When you write the records again, keep every line exactly as it was.
(Data extract Opens)
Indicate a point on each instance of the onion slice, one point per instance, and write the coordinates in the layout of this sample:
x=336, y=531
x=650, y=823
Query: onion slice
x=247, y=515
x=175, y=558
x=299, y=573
(Data extract Closes)
--- Written solution ---
Indicate a point on each instance of the onion slice, one point per instance, and write the coordinates in the layout of this sample:
x=336, y=531
x=650, y=823
Query: onion slice
x=247, y=515
x=175, y=558
x=299, y=573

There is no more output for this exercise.